--- START OF SUPPLIED ENTRIES ---
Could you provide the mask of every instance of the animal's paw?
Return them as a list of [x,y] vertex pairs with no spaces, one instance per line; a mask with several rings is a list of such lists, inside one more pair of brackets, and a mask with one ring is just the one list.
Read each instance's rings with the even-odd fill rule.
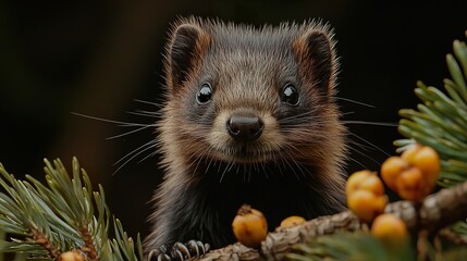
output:
[[149,252],[148,261],[184,261],[199,258],[209,251],[209,244],[189,240],[185,244],[175,243],[172,247],[162,245],[159,249]]

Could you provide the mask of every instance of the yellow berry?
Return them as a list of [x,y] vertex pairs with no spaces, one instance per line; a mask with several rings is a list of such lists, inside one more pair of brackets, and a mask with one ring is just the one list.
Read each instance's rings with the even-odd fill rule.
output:
[[268,223],[265,215],[248,204],[239,208],[232,222],[236,239],[250,248],[258,248],[268,235]]
[[423,194],[423,176],[418,167],[410,167],[401,173],[396,179],[397,194],[401,198],[421,201]]
[[371,234],[391,246],[403,243],[407,237],[405,223],[394,214],[380,214],[371,225]]
[[291,215],[281,222],[281,227],[297,226],[297,225],[302,225],[305,222],[306,220],[302,216]]
[[374,216],[384,211],[385,196],[377,196],[369,190],[356,190],[347,196],[347,206],[362,222],[371,222]]
[[347,197],[359,189],[369,190],[377,196],[384,194],[384,186],[377,173],[367,170],[355,172],[347,179]]
[[404,170],[407,170],[409,164],[401,157],[390,157],[381,165],[381,178],[392,190],[397,191],[395,181]]
[[85,261],[83,254],[81,254],[78,251],[72,250],[67,252],[62,252],[60,254],[61,261]]

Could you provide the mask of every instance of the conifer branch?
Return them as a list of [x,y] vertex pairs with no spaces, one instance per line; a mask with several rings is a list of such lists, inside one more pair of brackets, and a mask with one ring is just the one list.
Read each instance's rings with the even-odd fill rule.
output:
[[[435,234],[439,229],[454,222],[467,219],[467,182],[430,195],[420,206],[405,200],[390,203],[385,212],[398,215],[411,235],[417,235],[420,231]],[[306,244],[319,236],[344,232],[365,233],[368,232],[368,226],[361,223],[351,211],[345,211],[269,233],[261,244],[261,251],[237,243],[212,250],[199,260],[283,260],[287,253],[296,248],[297,244]],[[452,234],[450,236],[453,237]]]
[[45,160],[47,186],[32,176],[15,179],[0,164],[0,229],[11,236],[0,240],[0,252],[26,252],[29,258],[61,260],[76,251],[87,261],[143,260],[139,236],[135,243],[119,220],[115,239],[109,239],[110,210],[101,186],[93,191],[84,170],[73,159],[72,176],[60,160]]

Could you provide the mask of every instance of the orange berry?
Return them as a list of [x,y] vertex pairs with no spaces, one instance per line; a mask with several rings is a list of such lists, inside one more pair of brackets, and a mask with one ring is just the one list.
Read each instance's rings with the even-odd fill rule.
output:
[[380,214],[371,225],[371,234],[390,246],[397,246],[407,238],[407,227],[394,214]]
[[281,227],[297,226],[297,225],[302,225],[305,222],[306,220],[302,216],[291,215],[281,222]]
[[348,177],[346,185],[347,197],[359,189],[369,190],[377,196],[384,194],[384,185],[377,173],[367,170],[355,172]]
[[62,260],[62,261],[85,261],[83,254],[81,254],[76,250],[72,250],[72,251],[67,251],[67,252],[62,252],[60,254],[59,260]]
[[427,186],[433,187],[437,184],[438,173],[440,172],[441,165],[440,157],[434,149],[428,146],[421,147],[418,150],[418,153],[414,157],[413,164],[423,173],[423,179],[426,181]]
[[248,204],[239,208],[232,222],[232,228],[236,239],[250,248],[258,248],[268,235],[265,215]]
[[347,206],[362,222],[370,222],[384,211],[385,196],[377,196],[371,191],[359,189],[347,196]]
[[397,191],[395,181],[401,173],[408,169],[409,164],[401,157],[390,157],[381,165],[381,177],[392,190]]
[[406,200],[420,201],[423,194],[423,176],[418,167],[410,167],[401,173],[396,183],[398,196]]
[[414,164],[414,158],[418,153],[418,150],[421,148],[421,145],[414,144],[408,147],[404,152],[402,152],[401,158],[406,160],[408,163]]

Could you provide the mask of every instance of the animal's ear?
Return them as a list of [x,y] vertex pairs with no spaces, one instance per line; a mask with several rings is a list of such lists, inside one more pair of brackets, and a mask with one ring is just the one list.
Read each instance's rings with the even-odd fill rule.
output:
[[302,76],[325,95],[334,87],[339,66],[333,48],[332,33],[327,26],[311,26],[293,44]]
[[165,69],[168,85],[177,89],[199,64],[209,37],[195,23],[182,23],[175,27],[168,46]]

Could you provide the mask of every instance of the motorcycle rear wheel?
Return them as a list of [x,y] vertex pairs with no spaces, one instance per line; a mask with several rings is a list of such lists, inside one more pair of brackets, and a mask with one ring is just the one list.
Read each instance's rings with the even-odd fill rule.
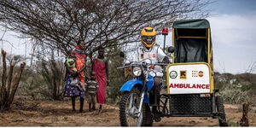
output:
[[[133,99],[131,100],[132,97]],[[132,106],[138,108],[140,91],[136,88],[131,91],[124,92],[122,96],[119,104],[119,120],[121,126],[152,126],[153,119],[148,105],[143,103],[141,113],[143,116],[142,122],[138,123],[138,121],[140,121],[138,118],[132,117],[128,113],[128,111],[131,110],[131,108],[129,108],[131,101],[132,101]],[[141,125],[137,125],[137,124]]]

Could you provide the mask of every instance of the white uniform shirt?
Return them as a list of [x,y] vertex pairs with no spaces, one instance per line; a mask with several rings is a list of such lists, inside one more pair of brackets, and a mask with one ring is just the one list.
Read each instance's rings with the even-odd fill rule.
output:
[[[140,61],[143,59],[149,58],[151,59],[153,64],[162,62],[164,58],[166,56],[164,51],[160,48],[155,45],[154,45],[149,49],[147,49],[145,47],[139,47],[137,50],[131,55],[133,56],[132,61]],[[149,60],[146,60],[145,61],[150,63]],[[162,77],[163,76],[162,67],[160,66],[155,66],[154,70],[153,72],[150,72],[149,74],[152,75],[153,77],[155,76]]]

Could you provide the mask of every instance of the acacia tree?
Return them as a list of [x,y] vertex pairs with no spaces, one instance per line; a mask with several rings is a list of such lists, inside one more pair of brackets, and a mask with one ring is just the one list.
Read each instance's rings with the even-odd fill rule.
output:
[[65,53],[78,40],[96,51],[138,39],[142,27],[206,17],[207,0],[2,0],[0,24]]

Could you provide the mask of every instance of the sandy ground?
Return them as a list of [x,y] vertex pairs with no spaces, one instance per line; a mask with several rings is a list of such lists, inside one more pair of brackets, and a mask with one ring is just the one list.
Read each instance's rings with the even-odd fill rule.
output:
[[[79,101],[78,101],[79,102]],[[25,105],[35,102],[26,102]],[[119,108],[104,105],[102,113],[89,112],[84,103],[84,112],[72,112],[68,101],[40,101],[37,107],[13,108],[0,112],[0,126],[119,126]],[[24,105],[24,106],[25,106]],[[77,102],[79,108],[79,102]],[[236,126],[242,113],[241,105],[225,104],[229,124]],[[256,108],[249,113],[250,126],[256,126]],[[218,126],[217,119],[212,118],[163,118],[154,126]]]

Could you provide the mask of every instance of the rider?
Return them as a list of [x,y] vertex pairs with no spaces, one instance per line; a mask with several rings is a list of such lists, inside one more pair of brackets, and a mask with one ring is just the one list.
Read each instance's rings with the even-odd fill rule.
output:
[[[134,61],[139,61],[149,58],[152,64],[154,63],[169,63],[169,59],[164,51],[155,45],[156,31],[152,27],[144,27],[141,32],[141,42],[143,47],[137,49],[134,54]],[[148,61],[148,60],[146,60]],[[156,107],[160,104],[160,84],[162,82],[162,68],[160,66],[154,66],[154,71],[149,73],[154,77],[154,87],[149,93],[149,104],[153,106],[153,112],[156,111]]]

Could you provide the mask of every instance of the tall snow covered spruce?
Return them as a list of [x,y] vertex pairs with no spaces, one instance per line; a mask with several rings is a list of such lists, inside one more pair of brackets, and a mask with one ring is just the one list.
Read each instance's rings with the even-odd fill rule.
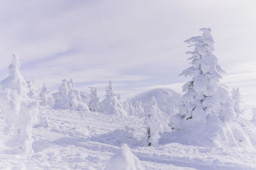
--- END OF SUPPLIED ENTRIES ---
__TASK__
Identify every line in the rows above that contains the word "berry", and copy each of those lines.

__REPLY__
Could you provide the mask of every instance of the yellow berry?
Could you provide the mask of every instance of the orange berry?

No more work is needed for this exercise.